La sociologa Raffaella Sutter: «Il linguaggio bellico del Covid-19 come nemico ci impedisce di comprendere cosa sta succedendo, un’emergenza sanitaria si trasforma in emergenza sociale ed economica perché siamo in un sistema fragile»
Raffaella Sutter, 65 anni, è sociologa, è stata dirigente del Comune di Ravenna occupandosi prima di servizi sociali, poi di politiche giovanili, pari opportunità, immigrazione, cooperazione decentrata, progetti di cittadinanza attiva. Svolge tuttora un’attività di consulenza e ricerca per organismi che si occupano in particolare di cooperazione internazionale. È una delle voci ravennati che abbiamo invitato sulle nostre pagine per immaginare il dopo coronavirus.

Materiale fornito ▸
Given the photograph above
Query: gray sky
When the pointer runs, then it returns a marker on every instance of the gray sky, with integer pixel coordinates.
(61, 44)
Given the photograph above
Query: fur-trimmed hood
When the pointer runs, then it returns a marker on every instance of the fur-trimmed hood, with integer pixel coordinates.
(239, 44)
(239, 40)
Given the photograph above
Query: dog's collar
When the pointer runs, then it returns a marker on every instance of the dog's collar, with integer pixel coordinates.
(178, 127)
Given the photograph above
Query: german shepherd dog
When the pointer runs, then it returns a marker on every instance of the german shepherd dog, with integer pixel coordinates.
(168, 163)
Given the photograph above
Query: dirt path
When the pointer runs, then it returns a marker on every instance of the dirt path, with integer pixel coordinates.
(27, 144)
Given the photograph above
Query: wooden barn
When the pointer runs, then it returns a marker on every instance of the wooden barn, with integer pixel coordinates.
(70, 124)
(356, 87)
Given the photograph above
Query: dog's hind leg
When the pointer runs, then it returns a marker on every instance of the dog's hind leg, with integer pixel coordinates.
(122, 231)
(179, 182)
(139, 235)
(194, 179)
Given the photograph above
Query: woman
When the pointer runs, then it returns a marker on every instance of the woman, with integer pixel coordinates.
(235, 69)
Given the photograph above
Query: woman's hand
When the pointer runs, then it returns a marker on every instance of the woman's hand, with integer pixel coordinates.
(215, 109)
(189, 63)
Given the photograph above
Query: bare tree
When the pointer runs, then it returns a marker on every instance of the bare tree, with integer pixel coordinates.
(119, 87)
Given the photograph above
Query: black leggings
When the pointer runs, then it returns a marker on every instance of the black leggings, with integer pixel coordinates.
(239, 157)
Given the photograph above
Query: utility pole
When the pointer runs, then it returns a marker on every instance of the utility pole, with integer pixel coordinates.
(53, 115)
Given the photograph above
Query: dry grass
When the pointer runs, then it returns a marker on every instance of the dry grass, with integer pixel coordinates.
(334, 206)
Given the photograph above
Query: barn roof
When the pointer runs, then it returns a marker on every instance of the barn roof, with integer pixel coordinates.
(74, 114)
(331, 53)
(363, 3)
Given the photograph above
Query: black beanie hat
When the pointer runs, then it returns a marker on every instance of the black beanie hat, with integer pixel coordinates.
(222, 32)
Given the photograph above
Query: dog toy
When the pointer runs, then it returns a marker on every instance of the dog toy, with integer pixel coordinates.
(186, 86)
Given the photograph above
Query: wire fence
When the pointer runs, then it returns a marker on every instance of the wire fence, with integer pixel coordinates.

Obiettivo del compito ▸
Secondo il testo fornito, di quale ente è stata dirigente Raffaella Sutter?

Risposta ▸
Del Comune di Ravenna.